## To do
a: Translate this sentence from the food and farming report summary into Spanish: "It identifies a number of high level conclusions that summarise the findings, with an emphasis on what needs to be done immediately."
b: Using the food and farming report summary, answer these questions:
(i) On what date was the final report published?
(ii) About how many experts and stakeholders took part in the Project?
(iii) Which two UK Government departments sponsored the Project?
** START Page excerpt **
27 January 2011
The final report of the Foresight project Global Food and Farming Futures, which set out to explore the increasing pressures on the global food system over the next 40 years was published on 24 January 2011. The Report, The Future of Food and Farming: Challenges and choices for global sustainability highlights the decisions that policy makers need to take today, and in the years ahead, to ensure that a global population rising to nine billion or more can be fed sustainably and equitably.
The Project, which involved around 400 leading experts and stakeholders from about 35 countries across the world, was sponsored by the UK Government’s Department for Environment, Food and Rural Affairs (Defra) and Department for International Development (DFID). It analysed 5 key challenges for the future:
The Report highlights the importance of interconnected policy making and argues that policy in sectors outside the food system, including energy, water supply, land use, the sea, ecosystem services and biodiversity, needs to developed in much closer conjunction with the policy in areas of the food system. It identifies a number of high level conclusions that summarise the findings, with an emphasis on what needs to be done immediately.
** END Page excerpt **
** START Dataset excerpts **
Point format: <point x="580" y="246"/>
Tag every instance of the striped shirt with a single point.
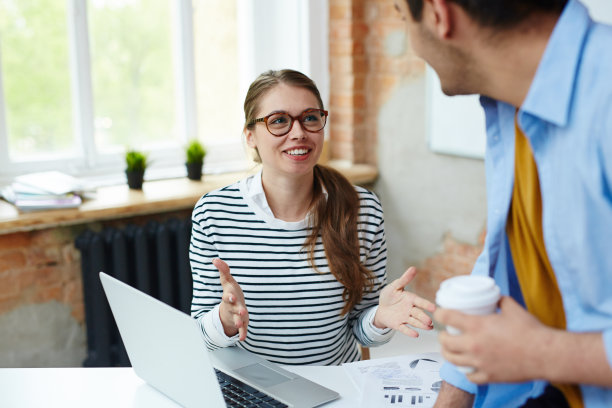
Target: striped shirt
<point x="294" y="311"/>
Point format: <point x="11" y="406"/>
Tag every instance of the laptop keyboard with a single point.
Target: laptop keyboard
<point x="240" y="395"/>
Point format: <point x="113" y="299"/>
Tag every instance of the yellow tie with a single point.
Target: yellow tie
<point x="534" y="272"/>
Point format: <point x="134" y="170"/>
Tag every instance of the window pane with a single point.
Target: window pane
<point x="36" y="77"/>
<point x="220" y="116"/>
<point x="133" y="74"/>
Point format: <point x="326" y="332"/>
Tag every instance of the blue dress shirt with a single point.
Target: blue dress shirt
<point x="567" y="117"/>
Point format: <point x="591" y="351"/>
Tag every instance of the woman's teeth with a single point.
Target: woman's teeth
<point x="297" y="152"/>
** END Dataset excerpts **
## Answers in order
a: Identifica una serie de conclusiones de alto nivel que resumen los resultados, con énfasis en lo que debe hacerse de inmediato.

b:
(i) 24 January 2011
(ii) Around 400
(iii) The Department for Environment, Food and Rural Affairs (Defra) and the Department for International Development (DFID)